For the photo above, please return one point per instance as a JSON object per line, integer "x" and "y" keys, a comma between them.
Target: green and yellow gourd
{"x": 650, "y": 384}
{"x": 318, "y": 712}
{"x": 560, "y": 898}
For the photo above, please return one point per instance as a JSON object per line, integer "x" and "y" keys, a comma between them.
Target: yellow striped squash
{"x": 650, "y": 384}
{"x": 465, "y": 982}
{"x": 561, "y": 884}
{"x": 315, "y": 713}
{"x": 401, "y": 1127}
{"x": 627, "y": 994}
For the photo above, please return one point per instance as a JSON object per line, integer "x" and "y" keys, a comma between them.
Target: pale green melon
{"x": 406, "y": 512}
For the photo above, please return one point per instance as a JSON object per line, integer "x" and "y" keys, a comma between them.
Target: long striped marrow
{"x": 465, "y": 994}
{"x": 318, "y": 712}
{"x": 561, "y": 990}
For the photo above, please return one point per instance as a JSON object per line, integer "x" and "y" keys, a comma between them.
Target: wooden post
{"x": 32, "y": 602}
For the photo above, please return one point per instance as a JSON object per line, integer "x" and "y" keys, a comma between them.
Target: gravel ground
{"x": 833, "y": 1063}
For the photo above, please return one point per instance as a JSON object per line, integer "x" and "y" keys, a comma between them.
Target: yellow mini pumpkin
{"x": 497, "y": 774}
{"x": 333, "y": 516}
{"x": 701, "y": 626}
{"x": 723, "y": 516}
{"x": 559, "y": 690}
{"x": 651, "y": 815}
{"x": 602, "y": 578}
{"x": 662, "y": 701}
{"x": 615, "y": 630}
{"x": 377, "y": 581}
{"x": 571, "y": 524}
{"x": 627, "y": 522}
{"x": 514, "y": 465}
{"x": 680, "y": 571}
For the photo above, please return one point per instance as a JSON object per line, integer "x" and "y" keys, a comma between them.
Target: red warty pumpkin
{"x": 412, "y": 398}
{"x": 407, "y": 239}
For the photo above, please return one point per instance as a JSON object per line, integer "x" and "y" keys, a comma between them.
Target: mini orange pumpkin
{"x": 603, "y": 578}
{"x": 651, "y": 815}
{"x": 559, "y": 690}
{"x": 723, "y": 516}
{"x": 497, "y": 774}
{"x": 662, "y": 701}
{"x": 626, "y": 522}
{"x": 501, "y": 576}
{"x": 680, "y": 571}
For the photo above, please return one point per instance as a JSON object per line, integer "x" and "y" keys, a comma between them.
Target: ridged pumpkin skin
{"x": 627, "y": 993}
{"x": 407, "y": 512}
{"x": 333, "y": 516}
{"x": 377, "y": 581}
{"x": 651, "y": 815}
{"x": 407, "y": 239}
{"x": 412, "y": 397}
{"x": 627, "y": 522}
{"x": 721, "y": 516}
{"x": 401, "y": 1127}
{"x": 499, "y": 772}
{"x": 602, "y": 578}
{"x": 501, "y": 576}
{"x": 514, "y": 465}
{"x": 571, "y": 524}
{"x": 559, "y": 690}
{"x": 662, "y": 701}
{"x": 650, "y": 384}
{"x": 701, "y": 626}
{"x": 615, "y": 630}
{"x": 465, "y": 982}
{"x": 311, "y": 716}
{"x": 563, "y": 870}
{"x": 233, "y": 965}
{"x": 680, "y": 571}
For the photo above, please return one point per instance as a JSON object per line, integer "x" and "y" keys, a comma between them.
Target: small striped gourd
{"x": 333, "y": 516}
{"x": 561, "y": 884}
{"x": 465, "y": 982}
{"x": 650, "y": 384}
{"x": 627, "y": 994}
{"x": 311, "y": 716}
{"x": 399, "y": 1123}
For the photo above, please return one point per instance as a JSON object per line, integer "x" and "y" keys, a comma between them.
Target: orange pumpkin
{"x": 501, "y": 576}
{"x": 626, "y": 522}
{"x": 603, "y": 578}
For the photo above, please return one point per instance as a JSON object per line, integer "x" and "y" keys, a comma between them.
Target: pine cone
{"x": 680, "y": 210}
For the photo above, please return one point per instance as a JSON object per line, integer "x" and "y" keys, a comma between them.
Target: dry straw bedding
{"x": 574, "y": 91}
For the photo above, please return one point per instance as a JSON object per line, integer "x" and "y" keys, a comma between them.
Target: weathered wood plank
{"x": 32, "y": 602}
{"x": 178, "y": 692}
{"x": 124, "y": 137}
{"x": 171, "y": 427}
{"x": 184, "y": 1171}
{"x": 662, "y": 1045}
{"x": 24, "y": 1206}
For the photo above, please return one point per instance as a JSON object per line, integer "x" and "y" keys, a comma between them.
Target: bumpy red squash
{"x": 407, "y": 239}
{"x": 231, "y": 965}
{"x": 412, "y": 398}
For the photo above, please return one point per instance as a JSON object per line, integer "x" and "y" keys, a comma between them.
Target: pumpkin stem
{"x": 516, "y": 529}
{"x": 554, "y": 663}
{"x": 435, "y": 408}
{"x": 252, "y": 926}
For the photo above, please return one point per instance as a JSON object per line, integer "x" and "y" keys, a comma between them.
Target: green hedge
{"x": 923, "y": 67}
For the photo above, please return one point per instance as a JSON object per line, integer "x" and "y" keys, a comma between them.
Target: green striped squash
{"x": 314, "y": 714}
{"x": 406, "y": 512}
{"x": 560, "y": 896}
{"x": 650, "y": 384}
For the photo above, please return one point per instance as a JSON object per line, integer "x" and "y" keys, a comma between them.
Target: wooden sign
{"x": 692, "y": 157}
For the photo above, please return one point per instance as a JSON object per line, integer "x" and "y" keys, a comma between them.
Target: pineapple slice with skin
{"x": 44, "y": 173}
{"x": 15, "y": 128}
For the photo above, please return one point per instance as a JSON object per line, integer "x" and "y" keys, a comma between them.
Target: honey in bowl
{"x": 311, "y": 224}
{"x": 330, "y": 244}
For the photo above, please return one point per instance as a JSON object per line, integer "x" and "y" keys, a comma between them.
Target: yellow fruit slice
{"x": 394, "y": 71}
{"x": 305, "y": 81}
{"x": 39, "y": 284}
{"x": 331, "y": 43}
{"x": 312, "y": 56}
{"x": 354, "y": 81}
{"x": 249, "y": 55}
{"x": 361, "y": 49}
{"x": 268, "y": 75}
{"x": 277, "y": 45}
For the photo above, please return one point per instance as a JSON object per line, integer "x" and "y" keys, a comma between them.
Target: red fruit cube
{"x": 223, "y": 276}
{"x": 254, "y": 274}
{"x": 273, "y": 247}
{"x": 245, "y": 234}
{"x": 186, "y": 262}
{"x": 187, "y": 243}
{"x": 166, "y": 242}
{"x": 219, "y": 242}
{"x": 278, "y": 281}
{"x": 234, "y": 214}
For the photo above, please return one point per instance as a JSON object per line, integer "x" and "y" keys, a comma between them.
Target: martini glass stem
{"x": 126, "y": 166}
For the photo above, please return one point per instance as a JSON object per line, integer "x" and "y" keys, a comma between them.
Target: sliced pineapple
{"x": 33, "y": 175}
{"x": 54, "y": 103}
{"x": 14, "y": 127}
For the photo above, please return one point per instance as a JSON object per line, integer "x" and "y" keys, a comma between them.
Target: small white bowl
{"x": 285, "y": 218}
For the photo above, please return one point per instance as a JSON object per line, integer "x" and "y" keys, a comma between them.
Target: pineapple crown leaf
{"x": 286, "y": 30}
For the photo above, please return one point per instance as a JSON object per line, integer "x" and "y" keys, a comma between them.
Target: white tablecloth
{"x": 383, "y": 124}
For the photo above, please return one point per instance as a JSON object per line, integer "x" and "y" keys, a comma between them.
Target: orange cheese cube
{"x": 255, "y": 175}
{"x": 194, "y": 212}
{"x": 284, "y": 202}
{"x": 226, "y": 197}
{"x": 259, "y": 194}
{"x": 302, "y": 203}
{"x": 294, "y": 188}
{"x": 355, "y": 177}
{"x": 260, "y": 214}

TASK OBJECTIVE
Reproduce the entries above in full, verbatim.

FINAL RESULT
For the photo above, please return one point per instance as a JSON object per line, integer "x" and "y" keys, a comma between them.
Target: green and yellow gourd
{"x": 650, "y": 384}
{"x": 318, "y": 712}
{"x": 560, "y": 898}
For the photo above, please return one point per instance as a JSON object per line, integer "x" and "y" keys, a comma between them.
Target: yellow striped squash
{"x": 650, "y": 384}
{"x": 465, "y": 982}
{"x": 561, "y": 884}
{"x": 315, "y": 713}
{"x": 401, "y": 1127}
{"x": 627, "y": 994}
For the photo above, please return one point per instance as a JSON object per line, integer "x" and "y" keys, a comma between them.
Target: pale green melon
{"x": 406, "y": 512}
For the photo above, please return one point per instance as a JSON object per line, integer "x" and "y" keys, a comma between them.
Target: long striped marrow
{"x": 465, "y": 994}
{"x": 318, "y": 712}
{"x": 561, "y": 990}
For the photo above, please return one point per instance as a JSON object per line, integer "x" and "y" keys, a comma between them.
Target: wooden post
{"x": 32, "y": 602}
For the photo above, please return one point per instance as a JSON object per line, integer "x" and "y" keys, a comma between them.
Target: gravel ground
{"x": 833, "y": 1063}
For the photo above, please return one point per instance as a JSON object per line, integer "x" and "y" keys, a comma between them.
Target: yellow mini pumpkin
{"x": 497, "y": 774}
{"x": 333, "y": 516}
{"x": 701, "y": 626}
{"x": 723, "y": 516}
{"x": 559, "y": 690}
{"x": 651, "y": 815}
{"x": 602, "y": 578}
{"x": 662, "y": 701}
{"x": 615, "y": 630}
{"x": 377, "y": 581}
{"x": 571, "y": 524}
{"x": 627, "y": 522}
{"x": 514, "y": 465}
{"x": 680, "y": 571}
For the photo above, please return one point per instance as a JSON object per line, integer "x" and "y" keys, a comma between them.
Target: red warty pumpkin
{"x": 412, "y": 398}
{"x": 407, "y": 239}
For the photo above, please return one point per instance as a JSON object per line, integer "x" and "y" keys, a comma between them.
Target: mini orange pumpkin
{"x": 603, "y": 578}
{"x": 651, "y": 815}
{"x": 559, "y": 690}
{"x": 723, "y": 516}
{"x": 497, "y": 774}
{"x": 662, "y": 701}
{"x": 626, "y": 522}
{"x": 501, "y": 576}
{"x": 680, "y": 571}
For the photo above, please return one point per instance as a JSON object per line, integer "x" and "y" keys, a comma between them.
Target: ridged pumpkin skin
{"x": 627, "y": 993}
{"x": 407, "y": 512}
{"x": 333, "y": 516}
{"x": 377, "y": 581}
{"x": 651, "y": 815}
{"x": 407, "y": 239}
{"x": 412, "y": 397}
{"x": 627, "y": 522}
{"x": 721, "y": 516}
{"x": 401, "y": 1127}
{"x": 499, "y": 772}
{"x": 602, "y": 578}
{"x": 501, "y": 576}
{"x": 514, "y": 465}
{"x": 571, "y": 524}
{"x": 559, "y": 690}
{"x": 662, "y": 701}
{"x": 650, "y": 384}
{"x": 701, "y": 626}
{"x": 615, "y": 630}
{"x": 465, "y": 982}
{"x": 311, "y": 716}
{"x": 563, "y": 870}
{"x": 233, "y": 965}
{"x": 680, "y": 571}
For the photo above, please return one point per instance as a JSON object per line, integer "x" and "y" keys, a comma between them.
Target: small striped gourd
{"x": 333, "y": 516}
{"x": 561, "y": 884}
{"x": 465, "y": 982}
{"x": 650, "y": 384}
{"x": 627, "y": 994}
{"x": 311, "y": 716}
{"x": 399, "y": 1123}
For the photo above, please return one point per instance as a JSON object per line, integer "x" and "y" keys, a comma between them.
Target: orange pumpkin
{"x": 501, "y": 576}
{"x": 626, "y": 522}
{"x": 603, "y": 578}
For the photo above, please return one point per instance as a JSON object per line, integer "x" and "y" keys, a comma between them.
Target: pine cone
{"x": 680, "y": 210}
For the photo above, please return one point per instance as a JSON object per line, integer "x" and "y" keys, a comma between them.
Target: dry straw bedding
{"x": 574, "y": 91}
For the photo above, please return one point per instance as a JSON object per line, integer "x" and "y" keys, a comma between them.
Target: weathered wood plank
{"x": 32, "y": 602}
{"x": 178, "y": 692}
{"x": 124, "y": 137}
{"x": 171, "y": 427}
{"x": 184, "y": 1171}
{"x": 662, "y": 1045}
{"x": 24, "y": 1206}
For the photo above, please return one point per instance as a JSON object per line, integer "x" and "y" keys, a comma between them.
Target: bumpy red squash
{"x": 407, "y": 239}
{"x": 231, "y": 965}
{"x": 412, "y": 398}
For the photo above, please return one point per instance as a JSON object per line, integer "x" and "y" keys, a comma between them.
Target: pumpkin stem
{"x": 516, "y": 529}
{"x": 554, "y": 663}
{"x": 435, "y": 408}
{"x": 252, "y": 926}
For the photo above, please return one point per instance as a JSON object per line, integer "x" and "y" keys, a comma between them.
Target: green hedge
{"x": 923, "y": 67}
For the photo above, please return one point per instance as a JSON object per line, integer "x" and "y" keys, a comma between them.
Target: green striped squash
{"x": 314, "y": 714}
{"x": 406, "y": 512}
{"x": 560, "y": 896}
{"x": 650, "y": 384}
For the photo above, please return one point per instance as a JSON object per line, integer "x" and "y" keys, a comma between them.
Target: wooden sign
{"x": 692, "y": 157}
For the photo above, please return one point per instance as a JSON object per line, integer "x" and "y" keys, a comma between them.
Target: pineapple slice with skin
{"x": 44, "y": 173}
{"x": 15, "y": 128}
For the photo above, please return one point per instance as a JSON object per line, integer "x" and "y" keys, a comma between them.
Target: honey in bowl
{"x": 311, "y": 224}
{"x": 330, "y": 244}
For the photo above, please return one point per instance as a JSON object per line, integer "x" and "y" keys, a comma between them.
Target: yellow fruit slice
{"x": 394, "y": 71}
{"x": 305, "y": 81}
{"x": 39, "y": 284}
{"x": 331, "y": 43}
{"x": 312, "y": 56}
{"x": 354, "y": 81}
{"x": 249, "y": 55}
{"x": 361, "y": 49}
{"x": 268, "y": 75}
{"x": 277, "y": 45}
For the photo above, please return one point per instance as a JSON object per line, integer "x" and "y" keys, a comma between them.
Target: red fruit cube
{"x": 223, "y": 276}
{"x": 254, "y": 274}
{"x": 273, "y": 247}
{"x": 245, "y": 234}
{"x": 186, "y": 262}
{"x": 187, "y": 243}
{"x": 166, "y": 242}
{"x": 219, "y": 242}
{"x": 278, "y": 281}
{"x": 234, "y": 214}
For the photo above, please return one point per instance as a JSON object per line, integer "x" and "y" keys, a comma between them.
Target: martini glass stem
{"x": 126, "y": 166}
For the photo above, please return one point per instance as a JSON object per line, integer "x" and "y" keys, a comma between them.
Target: sliced pineapple
{"x": 33, "y": 175}
{"x": 54, "y": 103}
{"x": 14, "y": 127}
For the photo above, please return one point per instance as a JSON object per line, integer "x" and "y" keys, a comma between them.
Target: small white bowl
{"x": 285, "y": 218}
For the photo above, please return one point per instance as a JSON object per line, integer "x" and "y" keys, a comma between them.
Target: pineapple crown leaf
{"x": 286, "y": 30}
For the photo above, please return one point per instance as a JSON object per line, integer "x" and "y" keys, a comma between them.
Target: white tablecloth
{"x": 383, "y": 124}
For the photo above, please return one point per instance as a JSON object per line, integer "x" and "y" keys, a comma between them.
Target: orange cheese cube
{"x": 255, "y": 175}
{"x": 194, "y": 212}
{"x": 284, "y": 202}
{"x": 226, "y": 197}
{"x": 259, "y": 194}
{"x": 302, "y": 203}
{"x": 294, "y": 188}
{"x": 355, "y": 177}
{"x": 260, "y": 214}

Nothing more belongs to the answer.